» Records provided:
####
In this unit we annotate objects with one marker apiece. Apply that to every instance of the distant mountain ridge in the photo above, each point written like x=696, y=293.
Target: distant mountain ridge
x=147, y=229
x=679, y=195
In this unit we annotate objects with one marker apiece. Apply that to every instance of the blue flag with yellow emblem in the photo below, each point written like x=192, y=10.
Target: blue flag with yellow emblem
####
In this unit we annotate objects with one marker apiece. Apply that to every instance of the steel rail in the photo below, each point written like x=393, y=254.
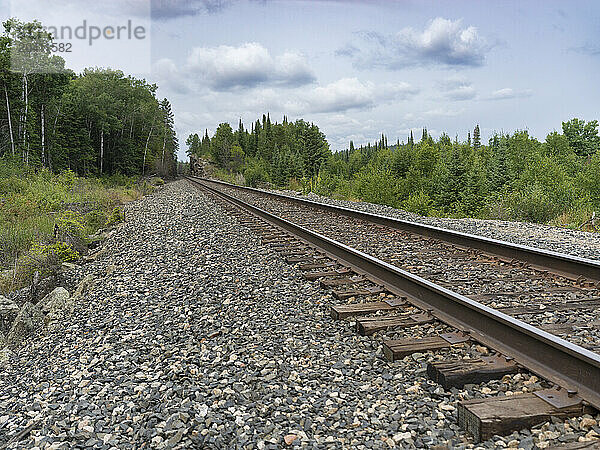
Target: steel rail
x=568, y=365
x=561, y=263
####
» What you have to do: Substitute "range" for every "ridge" in the rows. Start at the line that has "like x=696, y=293.", stop after the line that has "x=679, y=195", and return only those lines with nothing else changed.

» Reply:
In this unit we annotate objects with one marker apiece. Apply that to every instance of the distant mountain range in the photo above, each point written like x=696, y=293.
Target: distant mountain range
x=147, y=229
x=679, y=195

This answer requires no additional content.